SOURCE DOCUMENT -
==========

Henry is obsessed with a showdown at a river crossing. A pride of lions has been waiting for a week for a 1,000-strong herd of wildebeest to cross. “Wildebeest are incredibly stupid animals,” explains Raffy. Zebras will go around, but wildebeest will only cross a drainage at the same place every year.” The lions seem pretty unbothered, but we’re told they’re getting hungry. In the evening we head out on a game drive, using an infrared torch so as not to bother the animals’ eyes. We find the pride of lions. The cubs have round bellies. Fat and happy, it’s apparent they’ve recently killed.

The red light lends a certain seediness to the coupling between a male lion and a lioness. He seems despondent afterwards, as if he’s trapped in a situation out of his control, and throws himself comically onto the ground, like a melodramatic teenager flinging himself onto a bed.

==========

GIVEN INFORMATION -

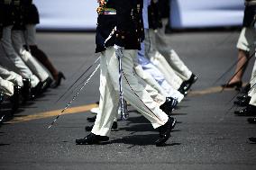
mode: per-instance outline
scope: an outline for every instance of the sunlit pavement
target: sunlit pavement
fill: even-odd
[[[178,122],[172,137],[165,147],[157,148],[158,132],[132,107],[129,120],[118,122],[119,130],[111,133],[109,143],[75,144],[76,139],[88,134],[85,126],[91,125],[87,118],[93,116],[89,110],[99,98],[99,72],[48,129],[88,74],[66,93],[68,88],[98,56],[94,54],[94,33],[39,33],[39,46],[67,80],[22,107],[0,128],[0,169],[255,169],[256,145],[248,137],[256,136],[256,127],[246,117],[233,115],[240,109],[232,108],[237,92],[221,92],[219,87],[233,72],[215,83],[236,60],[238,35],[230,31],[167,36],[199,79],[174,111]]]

==========

TASK SET -
• a. List every kind of animal that the safari text mentions.
• b. Translate this sentence from the safari text into Spanish: "In the evening we head out on a game drive, using an infrared torch so as not to bother the animals' eyes."
• c. Rewrite the paragraph of the safari text that begins "The red light lends" in fewer words, keeping its main facts.

RESPONSES IN ORDER -
• a.
lions
wildebeest
zebras

• b. Por la tarde salimos a un recorrido para observar fauna, usando una linterna infrarroja para no molestar los ojos de los animales.

• c. Under the red light, the mating of a male lion and a lioness looks seedy. Afterwards the male seems despondent, as if trapped, and flops comically onto the ground like a melodramatic teenager.